Exercise prompt.
According to the news report on homelessness below, why is it now harder for people experiencing homelessness to stay with a friend or couch surf? Answer in one to three sentences.

Selected passage.

Content starts

Day centers, shelters see increase in homelessness

(ABC 6 News) – The Landing MN said they have seen an increase in the number of people experiencing homelessness coming into their day center for help.

"We have seen an increase. Right now we’re looking at numbers in the 90 range per day of individuals coming in seeking shelter," said Landing co-founder Dan Fifield.

Specifically, they have seen an increase in the number of families coming in, adding that inflation hits families experiencing homelessness the hardest.

"If you’re making minimum wage it’s really tough to make those dollars stretch," Fifield said.

Coupled with the increase in need, it’s harder for organizations to pay their bills so that they can pay it forward to struggling families.

"We still have ongoing costs. All of the nonprofits do, and it’s not getting any easier to do business."

But some say it is not just the now we need to be vigilant about. The Jeremiah Program is in its second year in Rochester. They are focused on helping single moms and their children disrupt the cycle of poverty. One major part of this is housing stabilization.

"Unstable housing or housing insecurity — you don’t have those things without food insecurity. You don’t have those things without economic security and we have to remember that they’re inter-related," said Chastity Lord, the CEO and President of The Jeremiah Program.

With the widespread impacts of inflation and lingering effects of the pandemic, more families are living paycheck to paycheck. This means it’s harder for people experiencing homelessness to stay with a friend or couch surf.

"In the past where it might’ve been like, ‘Yeah it’s fine for you to stay with us. We can help you,’ now we’re at a place where more families are being largely impacted so that ability is taken away. Making it so that we’re seeing literal homelessness more than the covert homelessness that’s a little bit harder to spot," said Ally Hantenebert, the Executive Director of the Jeremiah Program in Rochester and Southeast Minnesota.

A representative with Olmsted County said they have seen a steady increase in visits to their housing outreach center as well as the Rochester Warming Center. They are also still seeing families get evicted, a lingering effect of the eviction moratorium from the pandemic.

Content ends

[Items from a dataset]
Content starts

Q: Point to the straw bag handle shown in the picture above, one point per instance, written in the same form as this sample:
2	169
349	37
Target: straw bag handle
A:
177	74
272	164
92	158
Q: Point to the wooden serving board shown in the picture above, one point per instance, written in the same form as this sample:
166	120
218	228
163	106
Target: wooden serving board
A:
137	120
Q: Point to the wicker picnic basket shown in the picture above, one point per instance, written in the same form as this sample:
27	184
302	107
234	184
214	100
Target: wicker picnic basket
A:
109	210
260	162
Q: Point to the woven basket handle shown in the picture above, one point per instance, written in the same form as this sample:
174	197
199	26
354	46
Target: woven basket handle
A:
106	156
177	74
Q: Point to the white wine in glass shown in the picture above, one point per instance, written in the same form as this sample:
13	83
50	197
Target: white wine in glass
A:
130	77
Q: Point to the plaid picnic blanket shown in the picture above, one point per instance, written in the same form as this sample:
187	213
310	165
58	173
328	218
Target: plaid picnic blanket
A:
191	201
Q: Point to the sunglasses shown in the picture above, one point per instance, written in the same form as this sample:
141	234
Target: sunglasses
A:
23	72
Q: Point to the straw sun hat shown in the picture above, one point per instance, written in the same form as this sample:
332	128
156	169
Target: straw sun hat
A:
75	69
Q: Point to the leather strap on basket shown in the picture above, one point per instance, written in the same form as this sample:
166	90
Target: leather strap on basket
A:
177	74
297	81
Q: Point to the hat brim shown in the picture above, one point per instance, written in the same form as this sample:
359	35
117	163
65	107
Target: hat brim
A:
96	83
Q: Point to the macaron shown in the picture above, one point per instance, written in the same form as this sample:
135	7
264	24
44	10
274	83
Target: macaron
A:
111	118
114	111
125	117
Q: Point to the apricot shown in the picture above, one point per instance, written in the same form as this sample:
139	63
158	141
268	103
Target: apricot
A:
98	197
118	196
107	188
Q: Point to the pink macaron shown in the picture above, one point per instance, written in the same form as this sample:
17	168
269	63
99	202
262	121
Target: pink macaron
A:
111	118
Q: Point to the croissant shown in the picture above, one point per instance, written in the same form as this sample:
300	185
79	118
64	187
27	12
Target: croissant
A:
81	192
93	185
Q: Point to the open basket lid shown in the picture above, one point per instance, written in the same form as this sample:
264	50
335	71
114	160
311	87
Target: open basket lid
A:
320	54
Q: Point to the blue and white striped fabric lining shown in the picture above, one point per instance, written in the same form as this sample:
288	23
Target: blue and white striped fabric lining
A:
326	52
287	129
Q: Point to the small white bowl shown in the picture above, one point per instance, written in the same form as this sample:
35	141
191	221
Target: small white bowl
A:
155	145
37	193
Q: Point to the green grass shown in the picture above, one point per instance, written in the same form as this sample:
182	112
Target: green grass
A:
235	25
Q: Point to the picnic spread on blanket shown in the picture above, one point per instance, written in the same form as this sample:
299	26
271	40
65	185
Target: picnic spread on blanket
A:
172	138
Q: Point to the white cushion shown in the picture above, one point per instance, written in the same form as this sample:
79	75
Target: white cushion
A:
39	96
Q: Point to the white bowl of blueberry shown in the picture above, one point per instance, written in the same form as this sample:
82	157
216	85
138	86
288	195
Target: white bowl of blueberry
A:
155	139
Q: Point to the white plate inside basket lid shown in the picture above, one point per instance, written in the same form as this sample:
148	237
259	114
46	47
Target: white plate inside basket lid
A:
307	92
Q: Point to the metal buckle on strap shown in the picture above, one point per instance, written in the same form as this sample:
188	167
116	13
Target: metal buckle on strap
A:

Content ends

Solution to this exercise.
Because of the widespread impacts of inflation and the lingering effects of the pandemic, more families are living paycheck to paycheck. Families who might once have offered a place to stay are now affected themselves, so that option is taken away. As a result, more literal homelessness is being seen than the covert homelessness that is harder to spot.